**Request**
Continue the article on substituting margarine for vegetable oil, picking up after its last sentence.

Can you substitute margarine for vegetable oil?

In this article, we will answer the question “Can you substitute margarine for vegetable oil?”, and how long does margarine last?

Can you substitute margarine for vegetable oil?

Yes, you can substitute margarine for vegetable oil. Melt the margarine and estimate a 1:1 ratio for substitution. 

Can I use melted margarine in cake mix instead of oil?

The type of fat used in a baking recipe depends upon the type of product you are making. Most cake recipes call for butter, oil, or solid shortening to provide structure, volume, and moisture to the cake crumb. 

Cakes typically contain 15–25% fat on a batter weight basis. Fat in cake is usually derived from shortening, which assists in the entrapment of air bubbles into the cake batter during mixing and helps to leaven the product. In addition, shortening tenderizes the crumb, imparts moistness to the product and enhances mouthfeel. Cake shortenings are usually formulated from blends of processed oils and fats, which may be derived from vegetable, marine or animal sources. Although cakes can be made with oil, margarines, shortenings, butter or blends, studies showed that different types of fats have a great influence on the texture and flavor of baking (1).

The store-bought dry cake mix calls for the addition of wet pourable fat such as vegetables or cooking oil. However, you can also use melted butter or margarine instead.

**Given entries**
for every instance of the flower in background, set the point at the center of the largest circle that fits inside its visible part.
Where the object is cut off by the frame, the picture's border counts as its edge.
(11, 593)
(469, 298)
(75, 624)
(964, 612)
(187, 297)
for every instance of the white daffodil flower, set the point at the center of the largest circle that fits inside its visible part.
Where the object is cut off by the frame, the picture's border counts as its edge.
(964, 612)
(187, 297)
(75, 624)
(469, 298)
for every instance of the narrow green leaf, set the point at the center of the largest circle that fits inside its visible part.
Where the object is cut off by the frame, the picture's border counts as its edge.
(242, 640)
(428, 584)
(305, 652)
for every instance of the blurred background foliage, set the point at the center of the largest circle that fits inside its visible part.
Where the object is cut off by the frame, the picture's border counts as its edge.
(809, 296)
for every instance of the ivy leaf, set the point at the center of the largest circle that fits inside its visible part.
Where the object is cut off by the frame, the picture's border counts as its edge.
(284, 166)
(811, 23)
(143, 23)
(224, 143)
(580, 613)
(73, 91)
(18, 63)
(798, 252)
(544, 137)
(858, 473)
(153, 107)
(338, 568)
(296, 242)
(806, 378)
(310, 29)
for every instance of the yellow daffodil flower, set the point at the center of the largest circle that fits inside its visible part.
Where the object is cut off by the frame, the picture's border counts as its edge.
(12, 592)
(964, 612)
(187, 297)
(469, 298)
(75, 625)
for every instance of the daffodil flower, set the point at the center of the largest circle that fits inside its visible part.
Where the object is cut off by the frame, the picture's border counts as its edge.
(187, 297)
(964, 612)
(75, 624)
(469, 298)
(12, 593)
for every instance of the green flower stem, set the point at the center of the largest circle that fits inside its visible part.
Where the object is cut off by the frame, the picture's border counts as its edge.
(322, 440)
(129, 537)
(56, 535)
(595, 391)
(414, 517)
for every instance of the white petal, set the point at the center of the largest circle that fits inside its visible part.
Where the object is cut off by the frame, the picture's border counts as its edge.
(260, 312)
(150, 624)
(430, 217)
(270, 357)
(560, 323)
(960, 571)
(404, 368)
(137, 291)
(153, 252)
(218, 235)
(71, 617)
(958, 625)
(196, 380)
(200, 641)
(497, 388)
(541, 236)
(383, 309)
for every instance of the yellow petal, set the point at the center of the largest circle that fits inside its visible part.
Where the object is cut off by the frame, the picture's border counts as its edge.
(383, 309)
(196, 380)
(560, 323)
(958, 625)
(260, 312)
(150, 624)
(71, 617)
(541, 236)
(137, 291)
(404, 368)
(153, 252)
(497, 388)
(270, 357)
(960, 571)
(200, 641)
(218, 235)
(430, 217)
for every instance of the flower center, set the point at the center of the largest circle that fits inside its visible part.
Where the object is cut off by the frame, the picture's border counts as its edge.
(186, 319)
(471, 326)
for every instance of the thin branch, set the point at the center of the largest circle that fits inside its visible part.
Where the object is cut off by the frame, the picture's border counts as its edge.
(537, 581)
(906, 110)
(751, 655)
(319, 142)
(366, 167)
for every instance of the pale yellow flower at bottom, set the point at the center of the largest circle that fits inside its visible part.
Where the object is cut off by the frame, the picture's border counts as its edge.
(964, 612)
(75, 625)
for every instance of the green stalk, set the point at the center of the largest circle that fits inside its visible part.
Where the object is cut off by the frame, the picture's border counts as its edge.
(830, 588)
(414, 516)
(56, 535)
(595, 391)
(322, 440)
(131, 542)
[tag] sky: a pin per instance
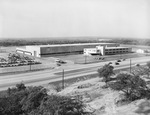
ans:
(74, 18)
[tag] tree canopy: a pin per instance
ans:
(133, 86)
(105, 72)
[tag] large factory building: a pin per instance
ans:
(58, 49)
(104, 50)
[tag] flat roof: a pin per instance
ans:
(115, 47)
(59, 45)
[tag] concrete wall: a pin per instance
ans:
(70, 49)
(30, 50)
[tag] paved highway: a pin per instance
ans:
(71, 71)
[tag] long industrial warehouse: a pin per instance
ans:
(42, 50)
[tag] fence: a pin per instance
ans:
(16, 69)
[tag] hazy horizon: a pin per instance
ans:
(39, 19)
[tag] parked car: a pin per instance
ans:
(123, 59)
(110, 63)
(60, 61)
(137, 64)
(4, 65)
(58, 64)
(116, 63)
(13, 64)
(119, 60)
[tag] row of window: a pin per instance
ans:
(115, 52)
(116, 49)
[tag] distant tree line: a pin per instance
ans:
(23, 42)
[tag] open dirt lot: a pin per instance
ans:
(102, 101)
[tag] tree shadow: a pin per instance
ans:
(144, 108)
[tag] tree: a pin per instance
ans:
(61, 105)
(134, 87)
(148, 64)
(105, 72)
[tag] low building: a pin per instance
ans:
(104, 50)
(60, 49)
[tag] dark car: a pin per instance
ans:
(116, 63)
(110, 63)
(137, 64)
(119, 60)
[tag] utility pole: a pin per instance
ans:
(85, 59)
(63, 79)
(130, 65)
(30, 66)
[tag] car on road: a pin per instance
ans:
(110, 63)
(60, 61)
(137, 64)
(4, 65)
(119, 60)
(116, 63)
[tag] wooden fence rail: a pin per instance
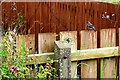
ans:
(88, 54)
(43, 18)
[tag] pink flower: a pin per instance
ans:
(10, 38)
(9, 73)
(113, 14)
(11, 68)
(107, 16)
(14, 30)
(14, 67)
(16, 75)
(18, 69)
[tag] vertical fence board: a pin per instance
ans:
(88, 41)
(46, 42)
(108, 39)
(53, 20)
(73, 36)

**Task result**
Cake mix basics 

Store-bought cake mixes only contain dry ingredients such as flour, sweeteners, and leavener. You only need to mix in the wet ingredients such as eggs, water, and oil to make the cake batter.

Eggs serve as the binding agent, water adds moisture while oil improves the texture of the cake crumb. The oil added to the mix contributes to the fat and moisture content of the batter.

The right ratio 

Pourable fat such as melted margarine can be substituted for melted butter in a 1:1 ratio. This means that you will replace every cup of melted butter called for in the recipe with a cup of melted margarine.

You can melt the margarine in the microwave or on a stovetop in a pan. The stovetop method will take a bit longer. Once the margarine is warm and melted, let it lose some of its heat as you do not intend to cook the eggs or the dry ingredients.

Choosing the right margarine 

It is important that you use real margarine for baking and not imitate stuff that goes by the name of margarine spreads. The composition of real margarine and margarine spreads differs greatly. As specified by the US Department of Agriculture, Rreal margarine contains 80 percent fat in the form of oil, 20 percent water, and small amounts of solids such as salts.

When melted, real margarine looks just like butter. The margarine spreads, on the other hand, contain more water and less fat along with some other ingredients that improve its texture. These buttery spreads may contain as much as 40 percent water which deems them unsuitable for use in baking.

Baked goods made with the margarine spread turn out to be drier, tougher, and flat due to the high water content and the low-fat content of the spread.

A few more specifics 

The order of the addition of wet ingredients is not of much importance. But it is recommended to blend the dry and wet ingredients at a low speed initially.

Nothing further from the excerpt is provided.